> Questions to answer
A – According to the post about the International Congress of Genomics, how much did BGI pay for Complete Genomics?
B – Extend the post about the International Congress of Genomics past its final paragraph.

> Text segment
☆ ☆ ☆ ☆
The International Congress of Genomics 10 is a conference held annually in Shenzhen, China where BGI is headquartered. Largely attended by life science researchers in China, the invited speakers will have a natural connection to the genetics and genomics community in China, in particular Huanming Yuan. And over the past seven or eight years BGI has been a major collaborative and commercial sequencing organization, having grown to some 5,000 employees worldwide.
This year my new employer SeraCare Life Sciences decided to become a sponsor, in order to gauge the NGS clinical market in China for our new oncology and maternal health reference materials, and I was privileged to attend. My relationship with China has previously been only from a personal dimension, having lived in Beijing as an expatriate way back in 1997 and 1998; viewing China from a commercial one is something of a revelation, along to observing first-hand how much things have changed in the 17 years since I last lived here.
At this year’s European Society for Human Genetics meeting in Glasgow, Scotland BGI announced the commercialization of the Complete Genomics technology that they acquired in 2013 for $117M. For those not familiar with Complete Genomics, they developed a service-only, human genomes-only model for high-quality whole genome sequencing, and in the marketplace they initially offered 5 human genomes for $100,000 in 2009. (At that time, for the amount of sequencing required for high-quality WGS data, $20K per sample was something of a bargain.) In the ensuing years Complete Genomics (known as CGI) was locked in a turf- and price-war with Illumina, for WGS service driving the price down over time.
☆ ☆ ☆ ☆
> Data to examine
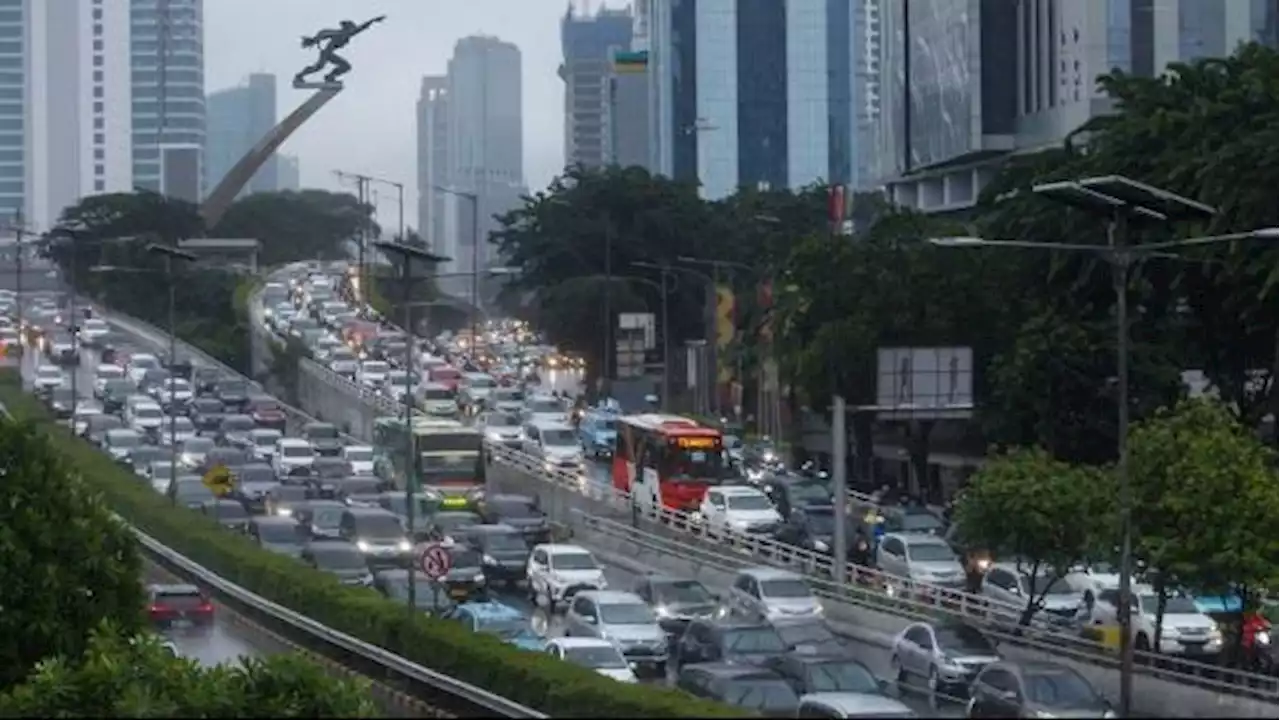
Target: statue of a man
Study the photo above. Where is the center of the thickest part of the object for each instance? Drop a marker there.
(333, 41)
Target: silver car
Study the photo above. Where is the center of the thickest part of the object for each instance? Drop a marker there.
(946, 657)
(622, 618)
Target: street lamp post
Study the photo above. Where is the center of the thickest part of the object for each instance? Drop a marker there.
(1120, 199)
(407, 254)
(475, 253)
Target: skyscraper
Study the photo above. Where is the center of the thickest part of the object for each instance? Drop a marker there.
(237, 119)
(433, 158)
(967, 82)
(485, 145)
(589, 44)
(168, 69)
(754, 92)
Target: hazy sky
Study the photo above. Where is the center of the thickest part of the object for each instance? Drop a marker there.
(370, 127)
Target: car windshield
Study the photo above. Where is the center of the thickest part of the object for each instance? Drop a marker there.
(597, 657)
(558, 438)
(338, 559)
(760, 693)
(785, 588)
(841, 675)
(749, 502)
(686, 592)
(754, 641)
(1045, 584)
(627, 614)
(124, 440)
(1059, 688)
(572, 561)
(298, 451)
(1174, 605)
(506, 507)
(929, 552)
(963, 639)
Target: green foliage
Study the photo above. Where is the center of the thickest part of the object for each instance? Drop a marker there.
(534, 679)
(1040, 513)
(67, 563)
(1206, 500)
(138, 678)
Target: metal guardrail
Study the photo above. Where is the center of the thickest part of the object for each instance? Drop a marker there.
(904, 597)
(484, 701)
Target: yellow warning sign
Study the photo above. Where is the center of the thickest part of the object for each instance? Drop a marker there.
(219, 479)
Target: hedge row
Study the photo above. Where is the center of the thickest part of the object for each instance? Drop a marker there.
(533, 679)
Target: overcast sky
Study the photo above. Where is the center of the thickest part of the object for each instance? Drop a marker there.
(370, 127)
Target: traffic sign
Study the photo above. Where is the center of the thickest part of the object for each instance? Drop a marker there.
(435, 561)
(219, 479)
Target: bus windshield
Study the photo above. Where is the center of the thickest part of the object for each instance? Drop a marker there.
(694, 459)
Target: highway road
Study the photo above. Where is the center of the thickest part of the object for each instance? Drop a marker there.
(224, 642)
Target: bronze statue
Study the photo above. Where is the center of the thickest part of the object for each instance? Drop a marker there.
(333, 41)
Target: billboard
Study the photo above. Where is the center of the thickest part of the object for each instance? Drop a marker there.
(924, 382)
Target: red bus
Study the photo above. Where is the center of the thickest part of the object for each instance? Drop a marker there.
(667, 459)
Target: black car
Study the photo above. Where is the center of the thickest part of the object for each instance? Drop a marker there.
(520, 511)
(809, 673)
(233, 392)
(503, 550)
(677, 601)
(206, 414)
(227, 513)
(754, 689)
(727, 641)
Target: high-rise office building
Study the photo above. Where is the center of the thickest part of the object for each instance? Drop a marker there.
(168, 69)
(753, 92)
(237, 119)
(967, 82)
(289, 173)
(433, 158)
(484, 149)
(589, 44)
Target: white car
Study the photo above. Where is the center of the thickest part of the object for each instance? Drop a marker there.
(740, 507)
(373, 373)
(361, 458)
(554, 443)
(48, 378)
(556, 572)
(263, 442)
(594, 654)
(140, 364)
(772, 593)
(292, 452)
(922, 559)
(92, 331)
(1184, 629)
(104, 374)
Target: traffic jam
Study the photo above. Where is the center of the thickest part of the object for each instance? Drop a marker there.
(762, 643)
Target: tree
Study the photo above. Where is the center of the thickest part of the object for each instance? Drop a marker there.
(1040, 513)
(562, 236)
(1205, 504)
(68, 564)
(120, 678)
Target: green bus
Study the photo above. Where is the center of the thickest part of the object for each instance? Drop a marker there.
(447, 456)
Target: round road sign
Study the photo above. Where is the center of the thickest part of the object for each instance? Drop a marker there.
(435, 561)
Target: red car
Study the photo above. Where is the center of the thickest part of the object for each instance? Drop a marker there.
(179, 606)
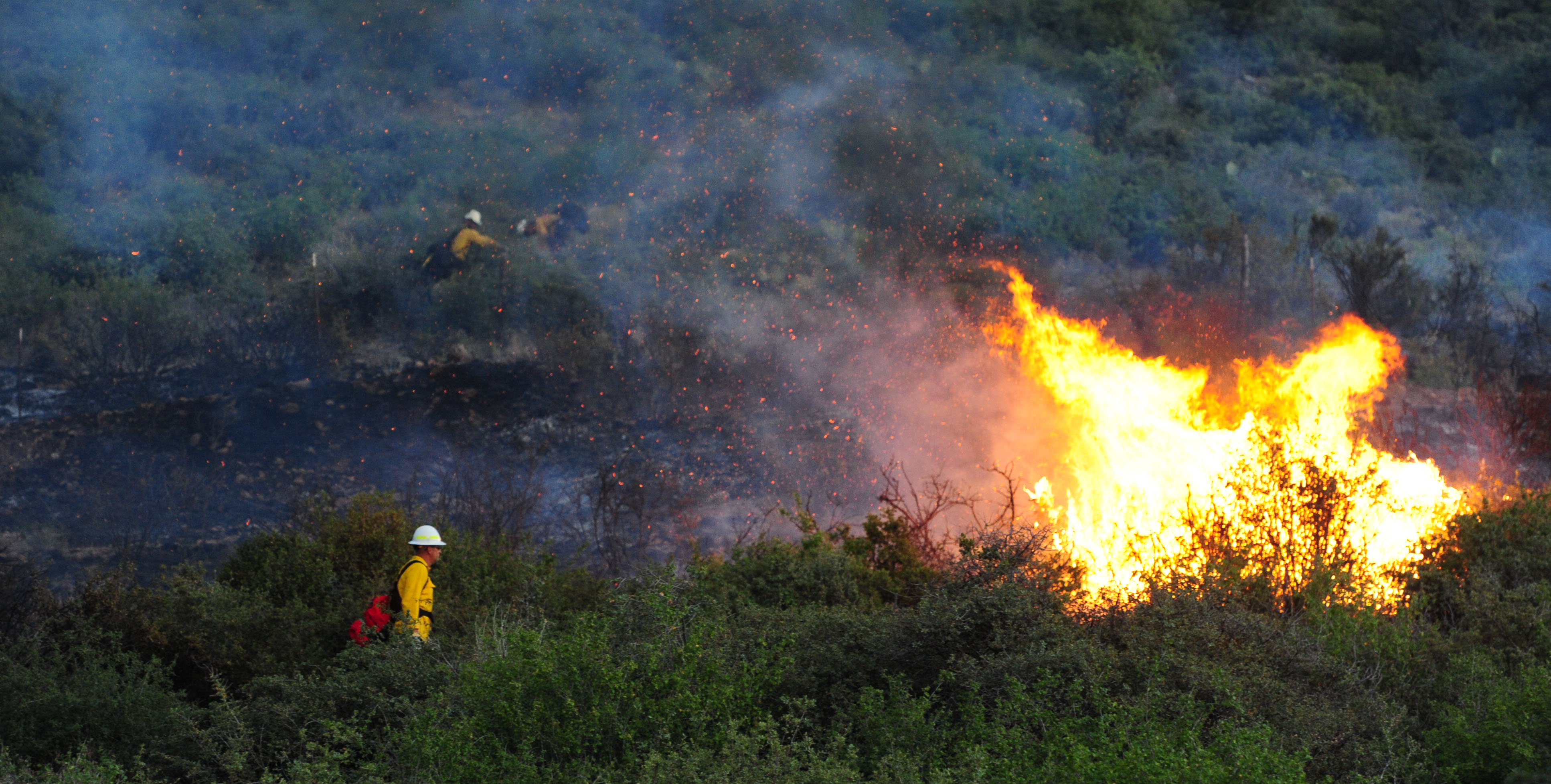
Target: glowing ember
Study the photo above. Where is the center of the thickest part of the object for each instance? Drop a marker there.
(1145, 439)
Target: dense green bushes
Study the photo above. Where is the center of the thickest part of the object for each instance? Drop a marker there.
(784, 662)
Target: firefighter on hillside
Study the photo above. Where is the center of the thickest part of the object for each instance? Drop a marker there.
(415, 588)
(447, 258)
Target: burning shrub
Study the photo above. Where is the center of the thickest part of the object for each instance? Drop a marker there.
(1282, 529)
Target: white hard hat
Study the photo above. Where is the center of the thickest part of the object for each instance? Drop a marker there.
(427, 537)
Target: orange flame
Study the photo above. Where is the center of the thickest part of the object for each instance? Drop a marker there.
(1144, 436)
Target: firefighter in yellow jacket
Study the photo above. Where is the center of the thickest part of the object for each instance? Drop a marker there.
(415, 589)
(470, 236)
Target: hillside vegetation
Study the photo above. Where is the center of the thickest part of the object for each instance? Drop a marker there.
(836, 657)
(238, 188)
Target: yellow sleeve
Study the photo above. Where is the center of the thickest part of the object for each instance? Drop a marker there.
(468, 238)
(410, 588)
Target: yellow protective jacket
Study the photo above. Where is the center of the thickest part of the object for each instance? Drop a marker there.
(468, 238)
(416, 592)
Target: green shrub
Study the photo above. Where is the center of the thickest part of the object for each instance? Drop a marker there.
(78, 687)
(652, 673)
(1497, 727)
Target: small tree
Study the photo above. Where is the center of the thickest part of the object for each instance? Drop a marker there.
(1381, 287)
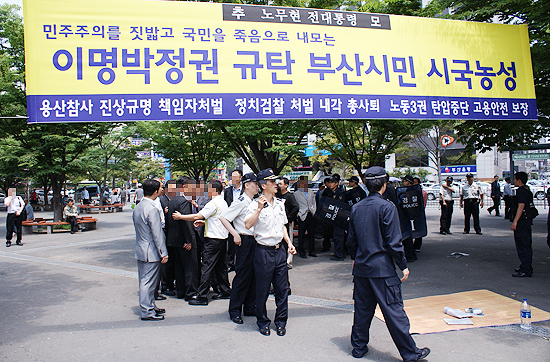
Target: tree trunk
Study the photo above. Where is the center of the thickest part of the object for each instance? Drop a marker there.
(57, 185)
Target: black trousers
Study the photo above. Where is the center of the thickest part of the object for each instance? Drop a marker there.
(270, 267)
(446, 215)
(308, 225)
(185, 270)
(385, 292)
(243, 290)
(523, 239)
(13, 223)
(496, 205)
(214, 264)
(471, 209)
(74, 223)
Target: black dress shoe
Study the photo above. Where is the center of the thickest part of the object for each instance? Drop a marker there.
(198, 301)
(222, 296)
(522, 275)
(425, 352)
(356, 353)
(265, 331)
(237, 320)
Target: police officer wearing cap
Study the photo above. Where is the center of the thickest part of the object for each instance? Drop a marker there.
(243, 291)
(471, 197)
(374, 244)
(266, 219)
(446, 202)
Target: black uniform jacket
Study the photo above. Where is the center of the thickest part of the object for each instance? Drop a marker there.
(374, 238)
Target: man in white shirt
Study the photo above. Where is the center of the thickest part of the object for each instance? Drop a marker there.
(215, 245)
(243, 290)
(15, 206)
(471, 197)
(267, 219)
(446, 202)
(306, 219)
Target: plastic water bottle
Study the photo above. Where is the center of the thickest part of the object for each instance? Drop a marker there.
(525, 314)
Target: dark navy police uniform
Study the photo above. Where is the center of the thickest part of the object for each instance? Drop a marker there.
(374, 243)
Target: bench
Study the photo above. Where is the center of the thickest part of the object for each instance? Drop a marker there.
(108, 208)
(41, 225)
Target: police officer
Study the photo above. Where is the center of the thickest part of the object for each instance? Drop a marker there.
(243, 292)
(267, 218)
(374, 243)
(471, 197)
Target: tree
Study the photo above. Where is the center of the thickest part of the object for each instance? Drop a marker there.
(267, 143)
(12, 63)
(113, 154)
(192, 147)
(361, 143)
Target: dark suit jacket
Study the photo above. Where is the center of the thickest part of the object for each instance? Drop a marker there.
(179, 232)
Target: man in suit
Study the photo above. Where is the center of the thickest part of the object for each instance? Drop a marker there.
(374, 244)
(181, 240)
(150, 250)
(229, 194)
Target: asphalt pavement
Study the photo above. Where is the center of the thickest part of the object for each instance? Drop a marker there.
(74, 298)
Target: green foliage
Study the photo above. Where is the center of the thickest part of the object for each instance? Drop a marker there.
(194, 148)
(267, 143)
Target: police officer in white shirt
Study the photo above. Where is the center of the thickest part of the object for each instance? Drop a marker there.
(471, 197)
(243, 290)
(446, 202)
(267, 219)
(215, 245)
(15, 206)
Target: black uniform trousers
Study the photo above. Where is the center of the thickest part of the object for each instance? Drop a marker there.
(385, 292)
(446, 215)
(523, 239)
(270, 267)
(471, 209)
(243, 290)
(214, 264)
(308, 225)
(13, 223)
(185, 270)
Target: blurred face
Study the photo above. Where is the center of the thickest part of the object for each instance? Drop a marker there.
☆ ☆ ☆ ☆
> Answer list
A – $117M

B –
And over that timeframe of 2009 – 2013 CGI was able to publish high-visibility papers, have their data included in the Genome In A Bottle consortium (organized by the US National Institute of Standards and Technology), and publish one memorable technique called Long Fragment Reads (LFR) which I wrote about here. After the acquisition by BGI, it’s hard to believe that they were able to execute new platforms on two different scales, to change the business model of CGI from one of service-only to one to serving individual customers.
The Revolocity was announced at the Glasgow ESHG conference is a high-throughput instrument (if you can call a set of robotics and cabinets as a group an ‘instrument’) on par with the HiSeq X10, designed for 10,000 whole genomes or 95,000 whole exomes per year. That is 192 whole genomes per week or 1,800 whole exomes, and speaking to a friend at the recent ASHG meeting (who just happens to work in the Netherlands where the first system is being installed now) they certainly have a huge amount of existing sequencing capacity using Illumina technology, but need even more additional capacity for clinical applications. One important application is to determine the cause of intellectual disability in children by clinical WGS or WES of trios, that is the affected and the parents, or affected and siblings where a parent is not available, to look for de novo mutations that may be causative and could suggest therapeutic options.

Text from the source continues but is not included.